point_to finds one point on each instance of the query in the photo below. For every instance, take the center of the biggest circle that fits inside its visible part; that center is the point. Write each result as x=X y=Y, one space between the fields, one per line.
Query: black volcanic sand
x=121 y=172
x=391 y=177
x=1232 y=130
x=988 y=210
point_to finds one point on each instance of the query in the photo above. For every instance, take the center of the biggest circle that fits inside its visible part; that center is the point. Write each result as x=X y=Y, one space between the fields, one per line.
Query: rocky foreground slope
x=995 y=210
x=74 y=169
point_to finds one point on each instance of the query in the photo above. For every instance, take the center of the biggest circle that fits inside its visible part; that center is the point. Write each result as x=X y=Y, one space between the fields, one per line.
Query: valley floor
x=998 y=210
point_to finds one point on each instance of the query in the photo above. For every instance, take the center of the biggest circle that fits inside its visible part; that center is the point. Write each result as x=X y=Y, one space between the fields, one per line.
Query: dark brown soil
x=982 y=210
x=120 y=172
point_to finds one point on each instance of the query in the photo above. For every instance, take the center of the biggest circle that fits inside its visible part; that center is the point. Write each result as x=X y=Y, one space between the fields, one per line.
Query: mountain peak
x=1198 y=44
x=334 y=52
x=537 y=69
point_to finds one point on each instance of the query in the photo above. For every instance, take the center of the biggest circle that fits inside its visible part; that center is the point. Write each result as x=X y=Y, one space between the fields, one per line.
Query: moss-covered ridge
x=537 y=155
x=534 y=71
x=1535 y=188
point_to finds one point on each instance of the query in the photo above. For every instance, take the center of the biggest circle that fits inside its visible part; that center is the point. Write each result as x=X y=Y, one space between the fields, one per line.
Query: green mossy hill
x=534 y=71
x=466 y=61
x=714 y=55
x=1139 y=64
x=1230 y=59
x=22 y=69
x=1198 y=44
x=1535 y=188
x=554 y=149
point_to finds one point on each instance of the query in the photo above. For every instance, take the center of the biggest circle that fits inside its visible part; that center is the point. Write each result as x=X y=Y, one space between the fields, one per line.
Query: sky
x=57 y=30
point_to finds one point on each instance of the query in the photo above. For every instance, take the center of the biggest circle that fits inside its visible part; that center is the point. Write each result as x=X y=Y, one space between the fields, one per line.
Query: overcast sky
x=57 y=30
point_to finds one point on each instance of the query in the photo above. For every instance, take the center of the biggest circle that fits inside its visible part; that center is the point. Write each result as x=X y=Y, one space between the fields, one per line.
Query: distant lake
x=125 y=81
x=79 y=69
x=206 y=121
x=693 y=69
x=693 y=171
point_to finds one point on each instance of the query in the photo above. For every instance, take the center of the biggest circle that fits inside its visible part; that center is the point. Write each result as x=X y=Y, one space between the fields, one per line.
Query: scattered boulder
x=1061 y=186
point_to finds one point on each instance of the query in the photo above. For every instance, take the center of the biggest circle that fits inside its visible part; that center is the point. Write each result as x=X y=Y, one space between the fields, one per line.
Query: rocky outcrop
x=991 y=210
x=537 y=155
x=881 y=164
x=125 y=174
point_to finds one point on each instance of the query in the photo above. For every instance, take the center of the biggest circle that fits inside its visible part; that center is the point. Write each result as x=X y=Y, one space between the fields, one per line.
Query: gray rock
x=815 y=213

*Task to complete*: Please rewrite all the rows above as a JSON list of strings, one string for each line, leaving out any blank lines.

*Solution to the exercise*:
[
  "point_to finds one point on each instance of the query in the photo below. For every instance, take the center of the biggest circle that fits inside its visible part; that center is the point. Write each result as x=X y=Y, one space between the fields, one per line.",
  "Query: black volcanic sand",
  "x=121 y=172",
  "x=391 y=177",
  "x=1232 y=130",
  "x=988 y=210",
  "point_to finds one point on each instance of the query in the photo above. For every instance, take the center of the biggest circle that fits inside its visible part; that center is the point. Write each result as x=X y=Y, one space between the fields, one per line.",
  "Query: rocky foreground slope",
  "x=995 y=210",
  "x=74 y=169",
  "point_to finds one point on each instance of the query in the photo above. For every instance, take the center of the biggest circle that fits inside its visible part; that center is the point. Write each result as x=X y=Y, one space between the fields, one per line.",
  "Query: valley floor",
  "x=998 y=210",
  "point_to finds one point on each instance of the query in the photo above. For every instance, take the center of the biggest circle that fits inside its visible part; that center is the point. Write each result as x=X y=Y, one space between the fields, one per line.",
  "Query: dark brown soil",
  "x=982 y=210",
  "x=120 y=172",
  "point_to finds one point on each instance of the query in the photo above. For every instance, take the center of the biggest circle that fits inside its visible part; that center is the point. Write each result as x=X y=Y, one space between the fields, one per line.",
  "Query: mountain peak",
  "x=1198 y=44",
  "x=334 y=52",
  "x=537 y=69",
  "point_to finds one point on each instance of the query in the photo above. For every instance, take the center of the biggest circle that fits inside its visible part; that center is the point. Write each result as x=X y=Y, one space between the fields, one per line.",
  "Query: moss-covered ridge",
  "x=537 y=155",
  "x=534 y=71",
  "x=1535 y=188",
  "point_to finds one point on each instance of the query in the photo above. For every instance, take the center of the biggest circle that fits inside its visible part; that center is the point. Write each result as x=X y=Y, one space between the fields, one per line.",
  "Query: green mossy hill",
  "x=534 y=71",
  "x=466 y=61",
  "x=714 y=55",
  "x=1139 y=64",
  "x=1230 y=59",
  "x=22 y=69",
  "x=1198 y=44",
  "x=1535 y=188",
  "x=554 y=149",
  "point_to finds one point on each instance of the query in the photo above. For every instance, take the center of the biggest circle that fits inside its visible part; that center is the point. Write each result as x=X y=Y, one space between the fields, one per line.",
  "Query: sky",
  "x=57 y=30",
  "point_to finds one point on each instance of the query in the photo above. For every instance, take the center of the biggest circle that fits inside its visible part; that center is the point. Write each result as x=X y=Y, one space between the fields, one per line.",
  "Query: overcast sky",
  "x=57 y=30",
  "point_to finds one point on each instance of the query in the photo above. For every instance, take the center of the biggest circle that fits inside its visible part; that center is the point. Write each result as x=X y=Y, one space between the fields, one per line.",
  "Query: distant lake",
  "x=125 y=81",
  "x=79 y=69",
  "x=206 y=121",
  "x=693 y=69",
  "x=693 y=171",
  "point_to finds one point on each instance of the query in the photo above. For every instance, take the center of the biggest circle that fits inside its visible part; that center is the point. Write each result as x=X y=Y, one space between the fields, one per line.",
  "Query: scattered boulder",
  "x=1061 y=186",
  "point_to finds one point on each instance of the query in the photo above. For every instance, take the center of the biggest circle that fits inside its visible part; that center is the point. Write each result as x=X y=Y, one space between the fields, one per line.",
  "Query: rocky outcrop",
  "x=991 y=210",
  "x=537 y=155",
  "x=881 y=164",
  "x=125 y=174",
  "point_to finds one point on each instance of the query in the photo above. For every instance, take the center of the biggest circle that fits inside its visible part; that center is the point. Write each result as x=X y=Y, one space between the fields, one per line.",
  "Query: gray rock",
  "x=815 y=213"
]